Stored data entries
<<<<

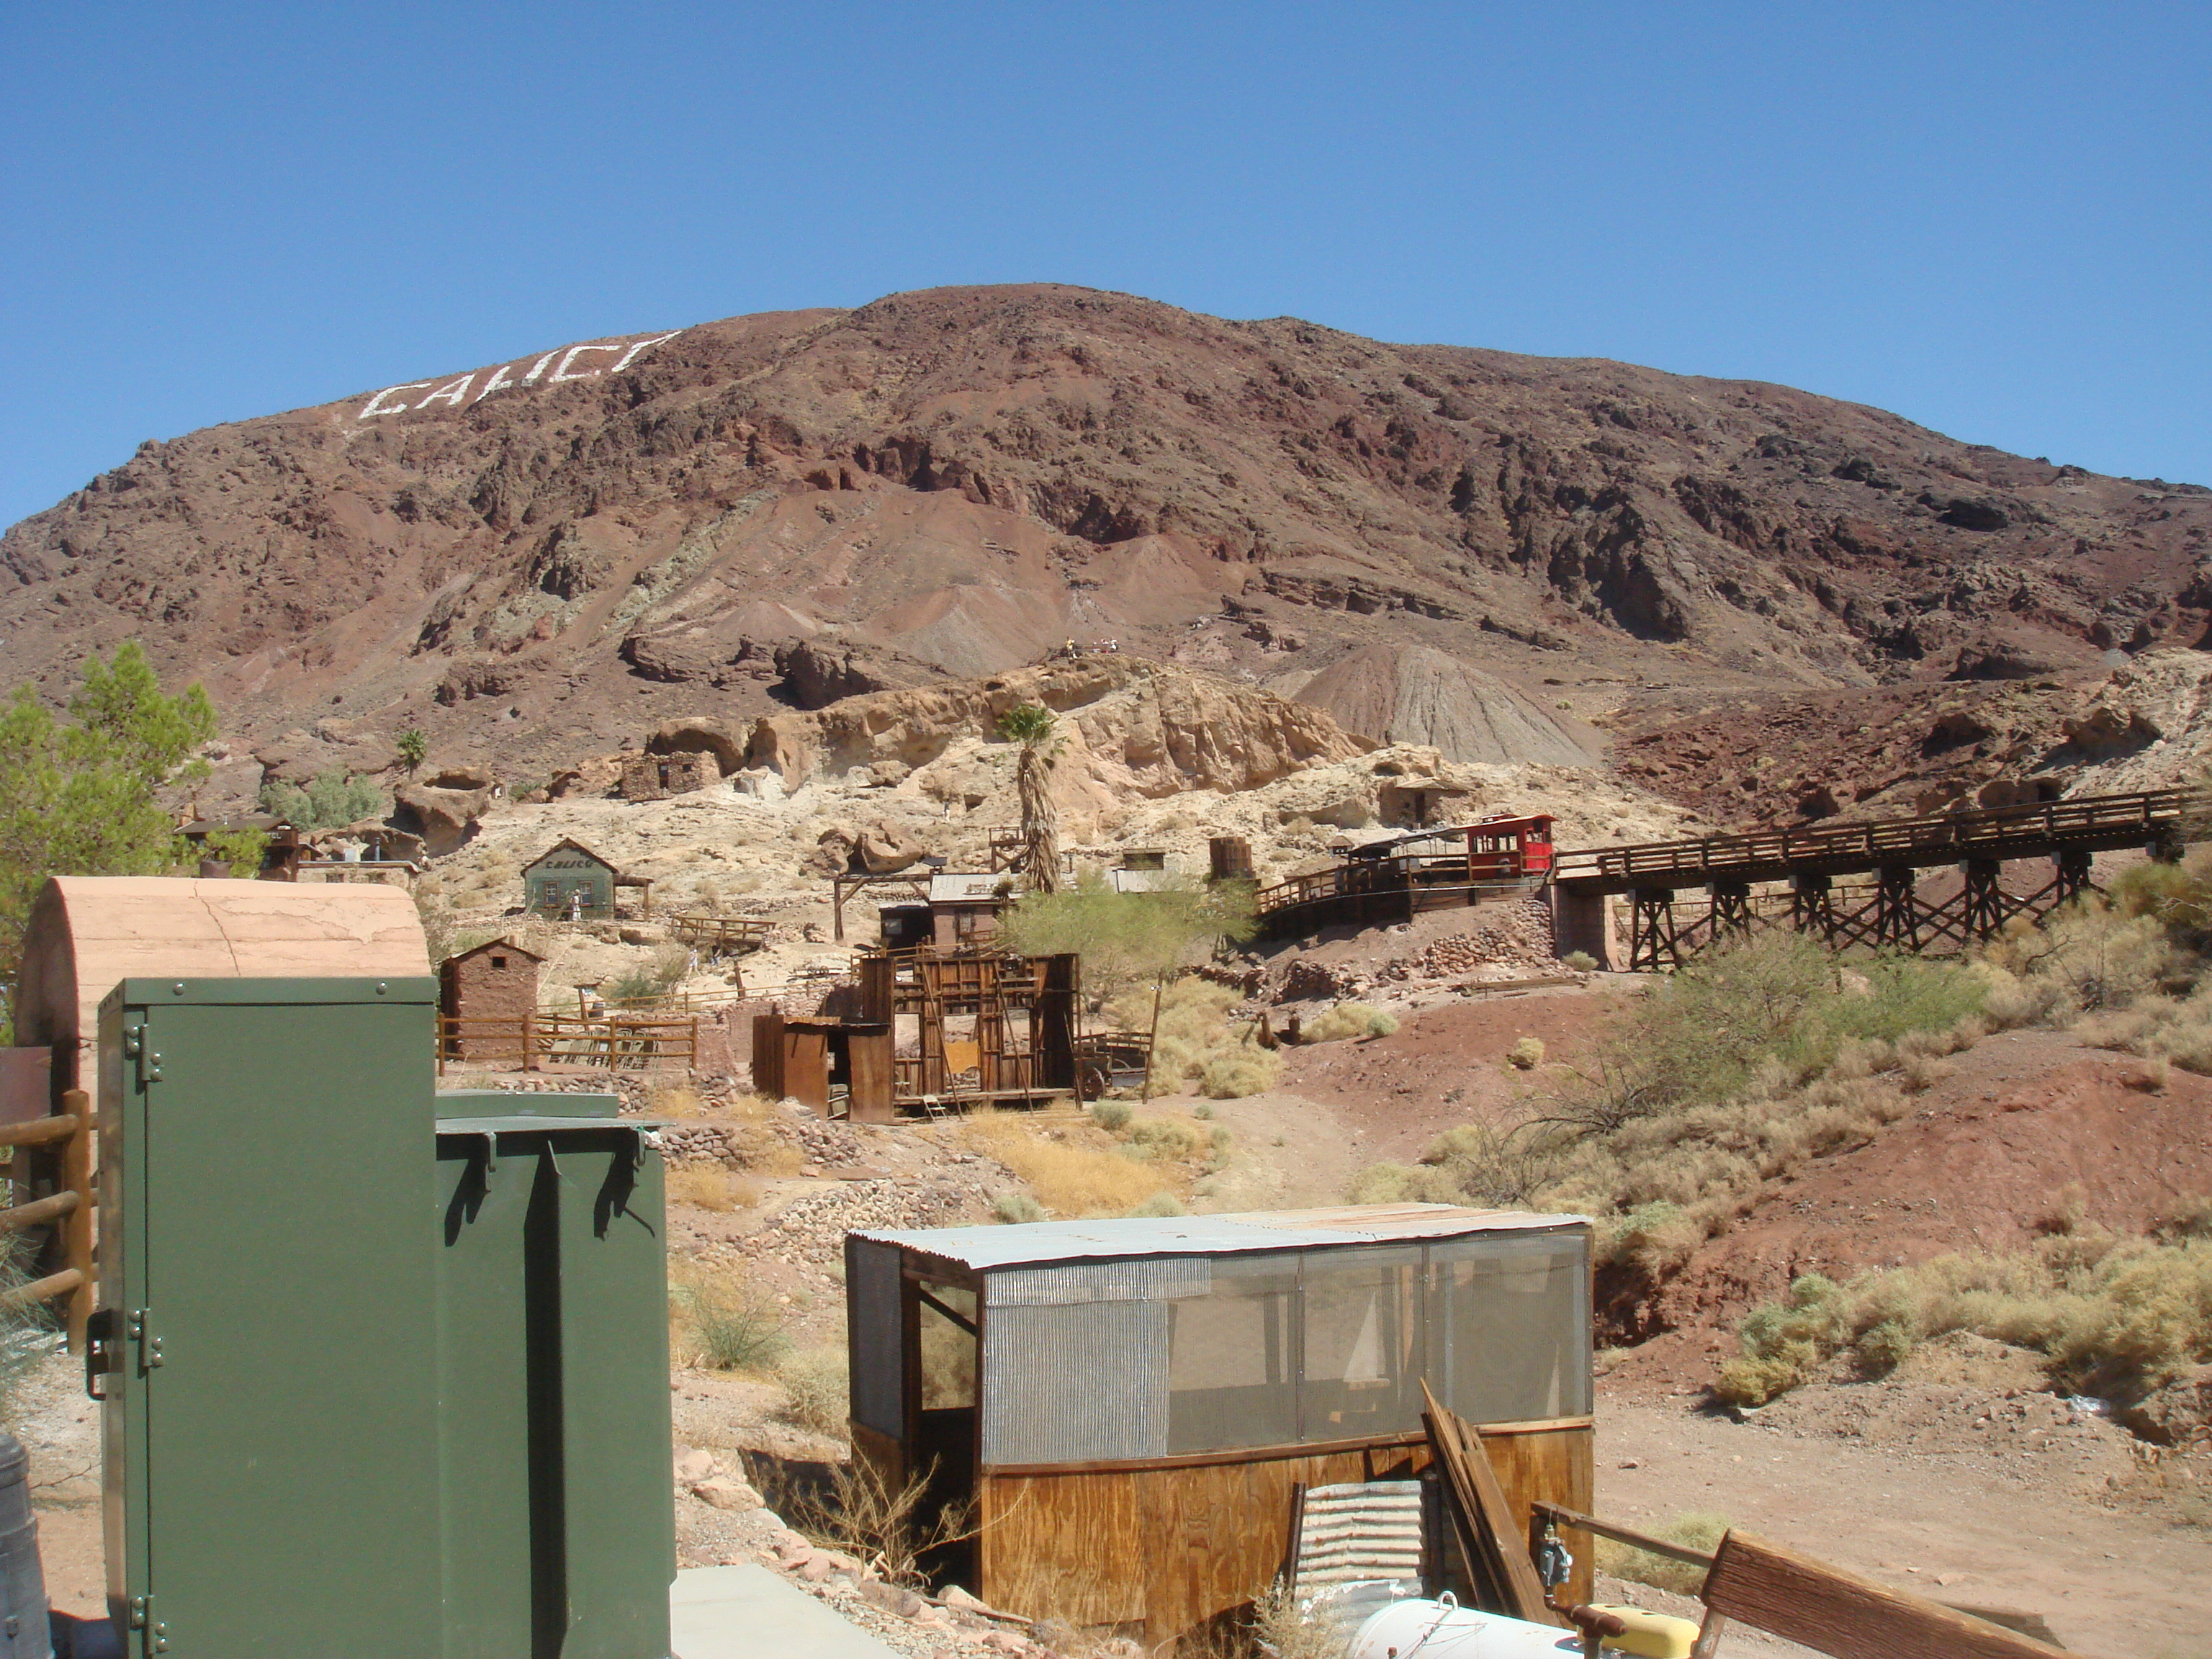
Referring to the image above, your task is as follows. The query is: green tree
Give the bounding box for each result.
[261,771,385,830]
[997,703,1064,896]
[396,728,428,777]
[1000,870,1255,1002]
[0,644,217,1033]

>>>>
<<<<

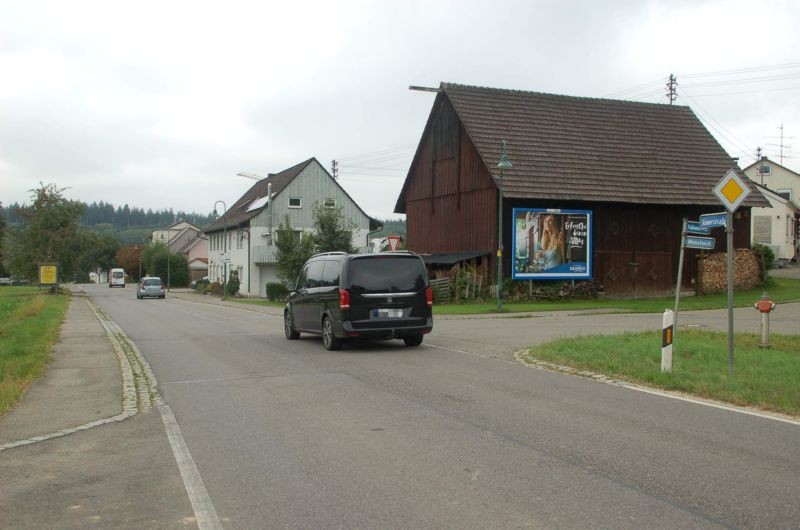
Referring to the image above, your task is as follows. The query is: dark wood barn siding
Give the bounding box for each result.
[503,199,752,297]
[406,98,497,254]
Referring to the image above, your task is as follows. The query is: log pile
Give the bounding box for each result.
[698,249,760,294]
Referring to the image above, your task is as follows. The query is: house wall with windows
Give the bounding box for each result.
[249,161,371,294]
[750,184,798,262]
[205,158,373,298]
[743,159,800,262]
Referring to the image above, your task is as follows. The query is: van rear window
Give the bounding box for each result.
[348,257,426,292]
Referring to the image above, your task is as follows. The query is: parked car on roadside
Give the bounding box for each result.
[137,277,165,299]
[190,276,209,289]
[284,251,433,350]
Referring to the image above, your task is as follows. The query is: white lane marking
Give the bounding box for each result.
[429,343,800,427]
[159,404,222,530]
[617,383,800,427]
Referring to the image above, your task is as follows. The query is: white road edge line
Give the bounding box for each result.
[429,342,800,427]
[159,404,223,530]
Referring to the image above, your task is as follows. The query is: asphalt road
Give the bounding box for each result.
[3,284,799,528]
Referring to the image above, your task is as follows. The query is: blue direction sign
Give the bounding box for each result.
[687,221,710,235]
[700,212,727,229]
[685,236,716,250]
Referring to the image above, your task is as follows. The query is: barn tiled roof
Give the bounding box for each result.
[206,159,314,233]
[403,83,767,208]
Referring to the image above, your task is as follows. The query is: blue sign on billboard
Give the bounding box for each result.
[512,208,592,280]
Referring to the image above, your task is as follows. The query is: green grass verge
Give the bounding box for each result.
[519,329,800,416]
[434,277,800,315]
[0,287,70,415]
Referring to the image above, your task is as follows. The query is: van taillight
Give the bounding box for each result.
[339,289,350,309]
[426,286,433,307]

>>>>

▶ EXERCISE BRIEF:
Which lines of the data above contain the string "white"? Copy each of them.

▶ ANSWER TO THIS TASK:
Referring to the image above, your task is as follows. The query is: white lane marking
Referring to the image above, your task is as follows. The query is: white road edge line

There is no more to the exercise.